**Supplied records**
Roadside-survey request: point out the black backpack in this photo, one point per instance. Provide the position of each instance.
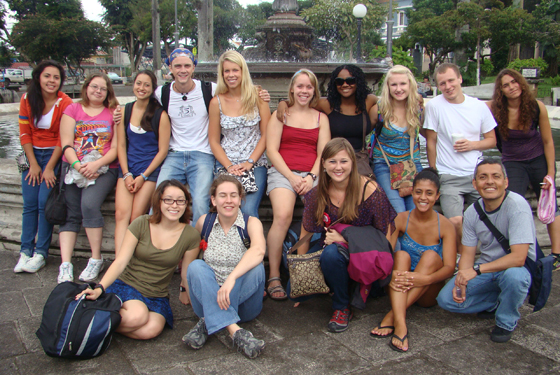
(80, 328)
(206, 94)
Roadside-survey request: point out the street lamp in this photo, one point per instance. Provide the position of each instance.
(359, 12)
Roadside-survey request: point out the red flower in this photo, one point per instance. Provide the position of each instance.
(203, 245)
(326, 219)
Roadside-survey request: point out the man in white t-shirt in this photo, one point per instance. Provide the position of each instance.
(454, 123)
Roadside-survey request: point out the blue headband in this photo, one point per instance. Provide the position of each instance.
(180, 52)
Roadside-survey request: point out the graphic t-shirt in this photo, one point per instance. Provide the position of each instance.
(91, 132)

==

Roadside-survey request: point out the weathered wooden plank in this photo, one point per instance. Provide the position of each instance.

**Stated goal**
Find each line in the records above that contains the word "instance", and copy those lines out in full. Case counts.

**Final result**
Roadside-survey request: point out the black backpack in this photo, one point per instance. Provide the position of each instance.
Roadside-survey request: point out the street lamp in this photo, one point per instance. Provide the position of each instance.
Roadside-survey request: point out the red flower in this photo, one point per instance. Provide the position of each instance.
Roadside-survey request: point out the man in white t-shirt in this photo, one point per instance. Provide the position of each instance.
Roadside-survey request: point out the blue headband in this photo, one point per instance. Provide the position of each instance.
Roadside-survey request: point out the graphic t-shirt in this photo, one point per instance. Provide the position of each instance.
Roadside-survey request: point out the weathered wooden plank in this photo, one point per instance. Provide the position of each instance.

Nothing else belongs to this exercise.